[Given entries]
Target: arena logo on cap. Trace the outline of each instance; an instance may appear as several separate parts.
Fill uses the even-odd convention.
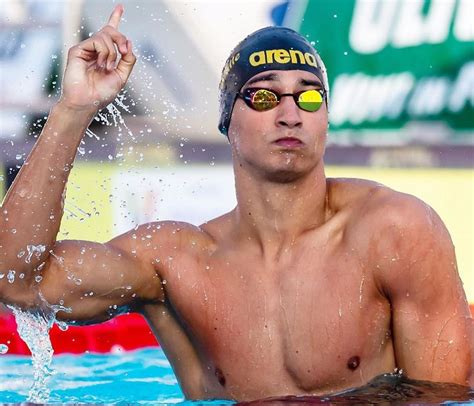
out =
[[[318,67],[316,58],[309,52],[301,52],[297,49],[267,49],[266,51],[257,51],[249,56],[249,63],[252,66],[264,65],[266,63],[295,63]]]

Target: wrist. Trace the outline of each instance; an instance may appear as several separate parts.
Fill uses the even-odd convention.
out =
[[[60,113],[63,115],[71,115],[76,119],[89,119],[91,121],[97,112],[99,111],[98,106],[91,104],[90,106],[77,106],[69,103],[66,99],[61,98],[53,106],[51,113]]]

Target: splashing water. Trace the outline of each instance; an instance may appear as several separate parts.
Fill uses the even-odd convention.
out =
[[[0,344],[0,354],[6,354],[8,352],[8,345],[6,344]]]
[[[86,130],[86,134],[89,138],[95,138],[97,141],[100,140],[99,136],[91,131],[89,128]]]
[[[15,316],[18,334],[31,351],[34,381],[27,401],[33,403],[45,403],[49,399],[51,389],[48,388],[48,381],[53,374],[50,368],[53,347],[49,330],[53,326],[58,311],[71,311],[63,306],[49,305],[41,294],[40,298],[44,303],[40,309],[23,311],[14,306],[8,306]]]
[[[95,118],[96,121],[99,121],[101,124],[106,126],[118,127],[122,131],[122,127],[127,130],[128,135],[133,136],[132,131],[125,124],[125,120],[122,116],[120,109],[124,110],[127,113],[130,113],[129,106],[125,104],[127,99],[127,91],[124,90],[117,95],[113,103],[110,103],[105,110],[100,111]],[[120,109],[119,109],[120,108]],[[111,118],[112,120],[110,120]]]
[[[53,357],[48,333],[53,325],[54,314],[43,311],[24,312],[15,307],[10,309],[15,316],[18,333],[32,354],[34,382],[28,394],[28,401],[47,402],[50,393],[47,383],[52,375],[50,365]]]

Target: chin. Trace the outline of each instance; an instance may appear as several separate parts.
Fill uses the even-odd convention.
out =
[[[281,168],[267,171],[263,177],[268,182],[273,183],[292,183],[302,178],[306,172],[296,170],[295,168]]]
[[[257,158],[241,161],[246,171],[253,173],[265,182],[287,184],[296,182],[311,173],[318,165],[316,157],[305,157],[301,153],[286,153],[273,155],[270,159],[262,159],[262,154]],[[313,158],[313,159],[310,159]],[[266,161],[266,162],[264,162]],[[242,166],[242,165],[240,165]]]

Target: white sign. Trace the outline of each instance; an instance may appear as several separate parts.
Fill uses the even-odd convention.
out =
[[[200,225],[236,206],[230,165],[119,172],[112,194],[114,233],[157,220]]]

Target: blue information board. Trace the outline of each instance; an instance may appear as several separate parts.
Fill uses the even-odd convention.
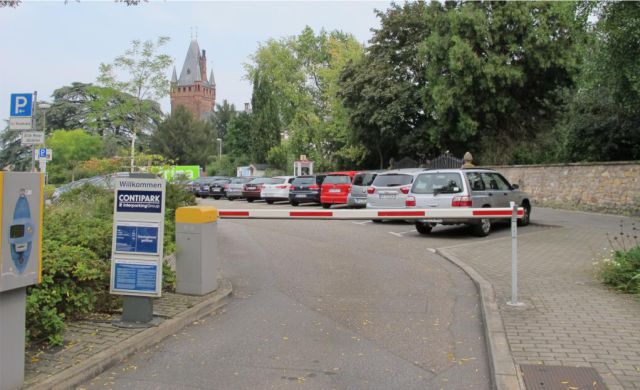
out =
[[[33,106],[33,94],[12,93],[9,116],[29,117],[31,116],[32,106]]]
[[[116,227],[116,252],[157,254],[158,227],[118,224]]]
[[[116,261],[114,290],[133,292],[155,292],[156,264],[130,264]]]
[[[116,197],[116,211],[119,213],[161,213],[162,191],[120,190]]]

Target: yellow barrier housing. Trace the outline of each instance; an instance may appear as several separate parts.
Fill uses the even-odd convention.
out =
[[[176,223],[209,223],[218,220],[218,209],[213,206],[186,206],[176,210]]]

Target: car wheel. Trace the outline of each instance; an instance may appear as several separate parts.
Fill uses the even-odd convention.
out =
[[[233,198],[233,197],[231,197],[231,198],[228,198],[228,197],[227,197],[227,200],[230,200],[230,201],[233,201],[234,199],[235,199],[235,198]]]
[[[218,200],[218,199],[220,199],[220,197],[219,196],[214,196],[213,199]]]
[[[296,202],[295,200],[292,200],[292,201],[291,201],[291,202],[289,202],[289,203],[291,203],[291,206],[297,206],[297,205],[299,205],[299,204],[300,204],[300,203]]]
[[[525,203],[521,207],[524,209],[524,215],[518,218],[518,226],[527,226],[531,222],[531,205]]]
[[[418,231],[418,233],[420,234],[429,234],[431,233],[431,229],[433,228],[433,226],[431,226],[430,223],[427,222],[416,222],[416,230]]]
[[[323,209],[328,209],[329,207],[331,207],[331,203],[322,203]]]
[[[473,235],[477,237],[486,237],[491,233],[491,219],[482,218],[480,223],[473,225]]]
[[[249,202],[249,203],[253,203],[254,200],[255,199],[253,199],[253,198],[247,198],[247,202]]]
[[[268,204],[273,204],[273,200],[271,200],[271,199],[267,199],[267,200],[265,200],[265,202],[267,202]]]
[[[371,222],[373,223],[382,223],[381,219],[372,219]]]

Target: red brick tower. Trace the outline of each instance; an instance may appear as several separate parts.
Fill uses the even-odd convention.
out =
[[[170,96],[171,113],[180,105],[185,106],[196,119],[205,119],[213,112],[216,104],[216,81],[213,70],[207,80],[207,55],[204,50],[200,54],[200,47],[195,39],[189,45],[180,78],[177,77],[176,68],[173,68]]]

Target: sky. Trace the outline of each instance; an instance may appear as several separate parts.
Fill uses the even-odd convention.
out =
[[[191,34],[215,73],[216,102],[242,109],[251,101],[243,64],[259,43],[299,34],[308,25],[341,30],[366,43],[379,27],[375,10],[388,1],[150,1],[128,7],[113,1],[23,1],[0,8],[0,119],[9,116],[11,93],[38,91],[51,100],[74,81],[95,83],[100,63],[113,62],[134,39],[171,40],[162,48],[178,74]],[[167,70],[170,78],[172,68]],[[161,100],[170,110],[169,98]]]

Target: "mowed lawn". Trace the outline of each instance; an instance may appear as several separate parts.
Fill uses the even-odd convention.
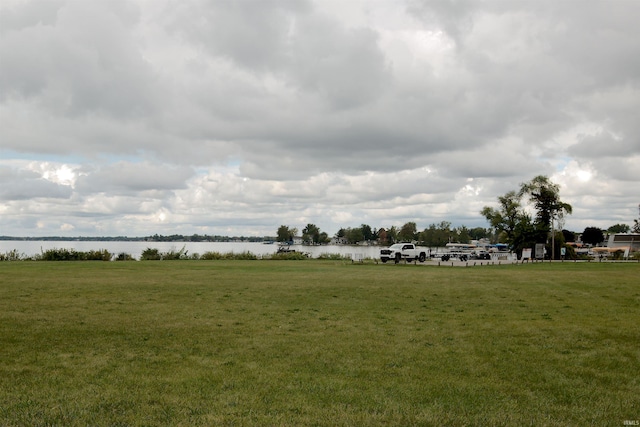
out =
[[[638,263],[0,263],[3,426],[639,419]]]

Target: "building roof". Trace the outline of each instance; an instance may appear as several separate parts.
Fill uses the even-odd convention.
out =
[[[613,239],[609,241],[612,243],[640,242],[640,234],[637,234],[637,233],[614,234]]]

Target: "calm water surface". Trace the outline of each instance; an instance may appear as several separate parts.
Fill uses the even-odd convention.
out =
[[[278,250],[277,244],[264,244],[255,242],[97,242],[97,241],[25,241],[2,240],[0,241],[0,253],[16,250],[26,256],[34,256],[49,249],[73,249],[80,252],[97,251],[106,249],[113,255],[127,253],[139,259],[145,249],[158,249],[160,252],[180,251],[184,248],[187,255],[205,252],[242,253],[251,252],[257,256],[271,255]],[[313,258],[321,254],[351,255],[362,258],[377,258],[380,247],[378,246],[302,246],[292,245],[292,249],[298,252],[309,253]]]

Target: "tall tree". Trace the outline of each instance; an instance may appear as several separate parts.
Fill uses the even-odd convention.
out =
[[[406,242],[412,242],[418,237],[418,227],[415,222],[407,222],[398,232],[398,238]]]
[[[362,242],[364,240],[364,234],[362,234],[362,228],[347,228],[347,241],[349,243],[355,244],[358,242]]]
[[[307,224],[302,229],[302,240],[307,243],[320,243],[320,228],[315,224]]]
[[[364,240],[373,240],[373,231],[371,230],[370,225],[362,224],[360,228],[362,228],[362,236],[364,237]]]
[[[433,242],[433,234],[434,234],[435,227],[436,226],[434,224],[431,224],[429,227],[425,228],[422,232],[420,232],[419,240],[421,245],[433,246],[432,242]]]
[[[461,226],[456,228],[456,239],[458,243],[469,243],[471,241],[471,237],[469,236],[469,229],[466,226]]]
[[[522,198],[527,197],[535,208],[535,219],[522,206]],[[485,206],[480,212],[512,248],[521,253],[523,248],[535,243],[546,243],[554,220],[561,222],[572,211],[571,205],[560,200],[560,186],[546,176],[539,175],[521,184],[518,192],[510,191],[498,197],[498,208]],[[555,234],[552,236],[554,240]],[[559,243],[564,242],[564,237]],[[556,248],[548,248],[556,252]]]
[[[475,227],[469,230],[469,237],[472,240],[484,239],[486,237],[489,237],[490,234],[491,234],[490,230],[487,230],[484,227]]]
[[[378,230],[378,241],[381,245],[387,245],[389,243],[387,238],[387,230],[382,227]]]
[[[430,224],[420,233],[420,241],[430,247],[442,247],[451,241],[453,232],[451,223],[442,221],[440,224]]]
[[[515,191],[509,191],[504,196],[498,197],[499,207],[485,206],[480,213],[491,227],[498,233],[506,235],[506,243],[512,244],[515,240],[517,225],[523,219],[521,196]]]
[[[576,233],[569,230],[562,230],[562,236],[564,237],[565,242],[575,242],[576,241]]]
[[[286,225],[281,225],[278,227],[278,242],[291,242],[297,233],[297,228],[289,228]]]
[[[615,224],[607,228],[609,233],[628,233],[631,230],[627,224]]]
[[[518,195],[529,198],[536,209],[536,222],[540,228],[547,231],[551,231],[551,223],[554,219],[562,220],[573,210],[570,204],[560,200],[560,186],[544,175],[538,175],[531,181],[523,183]]]
[[[547,231],[541,229],[531,216],[523,213],[516,224],[513,240],[510,242],[513,250],[520,256],[522,249],[533,248],[536,243],[544,243]]]
[[[604,233],[598,227],[587,227],[582,232],[582,241],[590,245],[597,245],[604,241]]]
[[[420,233],[420,244],[425,246],[435,247],[435,235],[436,235],[436,225],[430,224],[429,227],[425,228],[424,231]]]
[[[387,230],[387,243],[393,244],[398,241],[398,228],[395,225],[392,225]]]

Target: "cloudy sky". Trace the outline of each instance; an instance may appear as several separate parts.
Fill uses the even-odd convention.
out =
[[[2,0],[0,235],[565,228],[640,203],[640,1]]]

[Required action] Copy each line of the data above that holds "water".

[Answer to this problem]
Target: splashing water. Trace the outline of each instance; an instance may appear as several separate parts.
Target: "calm water surface". Trace the outline of each instance; an instance may appear as several separate parts.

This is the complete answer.